# Source records
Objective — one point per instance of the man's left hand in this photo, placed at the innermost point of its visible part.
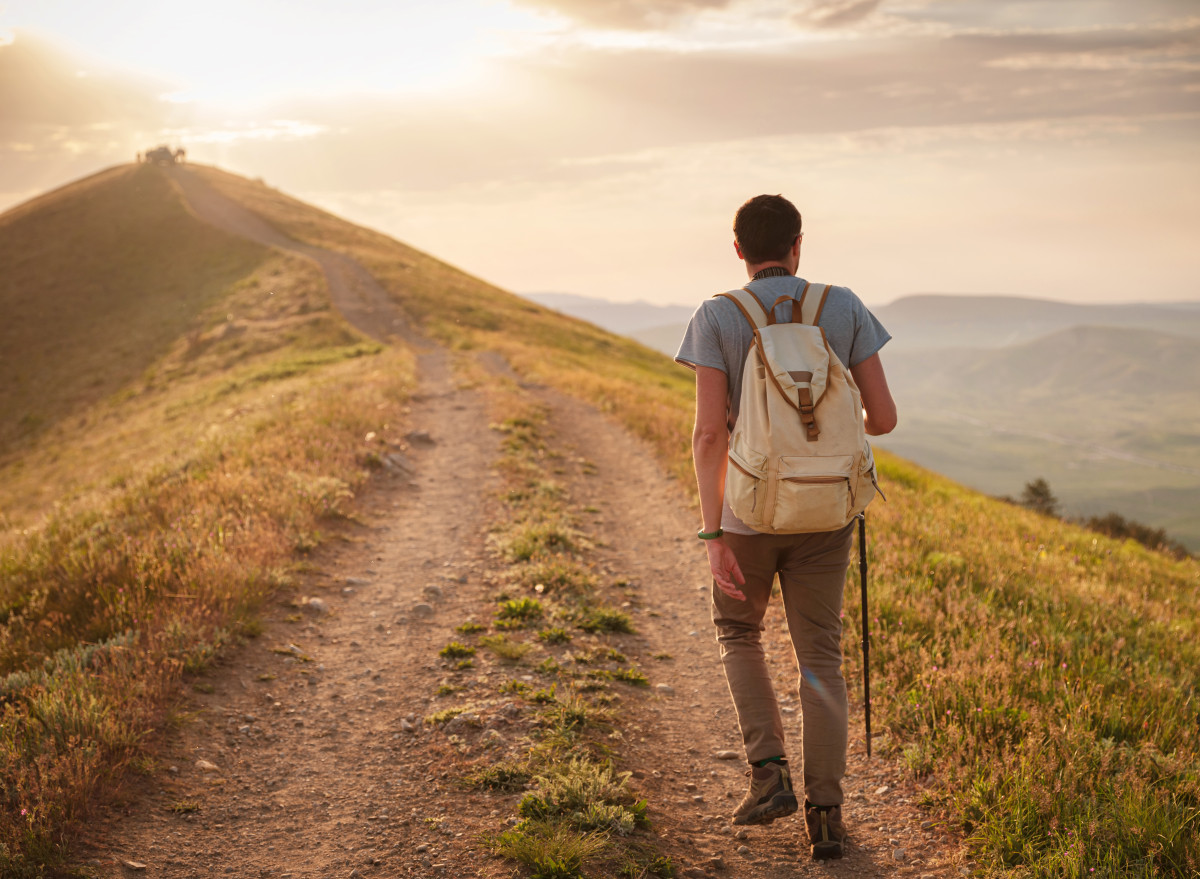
(725, 568)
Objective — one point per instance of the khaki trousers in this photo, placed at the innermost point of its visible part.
(811, 575)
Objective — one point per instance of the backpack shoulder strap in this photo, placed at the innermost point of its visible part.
(811, 304)
(749, 305)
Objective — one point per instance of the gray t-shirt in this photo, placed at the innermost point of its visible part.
(719, 336)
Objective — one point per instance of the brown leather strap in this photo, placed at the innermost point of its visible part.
(771, 314)
(811, 304)
(807, 418)
(825, 296)
(798, 309)
(754, 327)
(756, 302)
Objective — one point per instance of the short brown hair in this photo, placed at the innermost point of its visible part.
(766, 227)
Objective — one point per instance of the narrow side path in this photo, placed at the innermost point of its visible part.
(307, 757)
(361, 300)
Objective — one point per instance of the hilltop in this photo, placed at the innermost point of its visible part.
(418, 569)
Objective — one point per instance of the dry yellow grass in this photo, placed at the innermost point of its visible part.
(179, 462)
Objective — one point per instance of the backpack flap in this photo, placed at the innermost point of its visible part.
(797, 360)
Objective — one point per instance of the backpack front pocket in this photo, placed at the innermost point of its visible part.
(811, 494)
(745, 492)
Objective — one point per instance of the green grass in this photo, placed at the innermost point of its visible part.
(504, 649)
(149, 510)
(456, 650)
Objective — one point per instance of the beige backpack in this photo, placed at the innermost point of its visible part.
(799, 460)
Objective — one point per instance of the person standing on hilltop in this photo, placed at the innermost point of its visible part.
(811, 567)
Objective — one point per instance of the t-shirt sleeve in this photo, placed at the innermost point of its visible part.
(701, 344)
(869, 334)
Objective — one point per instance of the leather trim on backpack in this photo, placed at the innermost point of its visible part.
(745, 314)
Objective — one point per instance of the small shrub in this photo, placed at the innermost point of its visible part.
(525, 610)
(507, 777)
(555, 634)
(439, 717)
(631, 676)
(456, 650)
(604, 620)
(550, 850)
(504, 649)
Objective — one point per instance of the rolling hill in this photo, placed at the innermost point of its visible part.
(997, 390)
(1041, 680)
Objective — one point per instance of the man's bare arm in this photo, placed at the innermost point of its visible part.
(879, 407)
(709, 450)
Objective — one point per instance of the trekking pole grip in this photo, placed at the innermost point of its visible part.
(867, 634)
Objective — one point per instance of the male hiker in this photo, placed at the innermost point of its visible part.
(811, 567)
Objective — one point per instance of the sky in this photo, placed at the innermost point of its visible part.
(1039, 148)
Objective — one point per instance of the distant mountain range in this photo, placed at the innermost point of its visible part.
(627, 318)
(1101, 400)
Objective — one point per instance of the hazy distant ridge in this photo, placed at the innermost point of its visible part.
(616, 317)
(930, 321)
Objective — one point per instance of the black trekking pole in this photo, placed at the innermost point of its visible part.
(867, 634)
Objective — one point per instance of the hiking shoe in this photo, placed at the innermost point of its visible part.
(826, 831)
(771, 795)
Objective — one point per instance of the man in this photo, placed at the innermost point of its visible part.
(811, 568)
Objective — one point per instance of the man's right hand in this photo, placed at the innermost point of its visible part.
(725, 568)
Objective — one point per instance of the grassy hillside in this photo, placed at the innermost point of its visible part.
(1042, 679)
(990, 322)
(1109, 417)
(202, 419)
(99, 280)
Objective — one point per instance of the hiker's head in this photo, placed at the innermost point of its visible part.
(766, 228)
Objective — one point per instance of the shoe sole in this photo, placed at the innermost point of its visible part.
(780, 806)
(827, 850)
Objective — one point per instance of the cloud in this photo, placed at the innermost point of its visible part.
(63, 117)
(625, 15)
(835, 13)
(41, 85)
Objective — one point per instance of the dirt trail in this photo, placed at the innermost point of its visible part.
(299, 761)
(363, 302)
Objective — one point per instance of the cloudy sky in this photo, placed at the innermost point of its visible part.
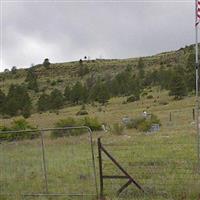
(70, 30)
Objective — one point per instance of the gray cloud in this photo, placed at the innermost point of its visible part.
(65, 31)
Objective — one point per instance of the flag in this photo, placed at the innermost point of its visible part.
(197, 12)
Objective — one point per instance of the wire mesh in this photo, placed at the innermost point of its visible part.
(47, 167)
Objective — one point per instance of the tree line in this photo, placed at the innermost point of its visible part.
(132, 81)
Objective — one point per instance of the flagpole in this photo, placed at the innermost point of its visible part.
(197, 85)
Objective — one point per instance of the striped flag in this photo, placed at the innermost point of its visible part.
(197, 12)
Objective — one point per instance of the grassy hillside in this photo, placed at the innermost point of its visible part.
(67, 73)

# Work order
Copy, exactly and with nothing added, the lines from the one containing "Objective — one point per instance of the tree" through the end of the records.

# Output for this task
Objective — one point per instance of the tree line in this photo, placed at the innermost point of its visible part.
(132, 81)
Objective — one point per instance of the flagpole in this photo, placed at the innermost point of its visible part.
(197, 85)
Objective — one point per instance of the striped flag in this photo, placed at the innermost point of its visible part.
(197, 12)
Objective — one point per instance of the grassy hillside in this photo, placed at the innermost point of its visible part.
(67, 73)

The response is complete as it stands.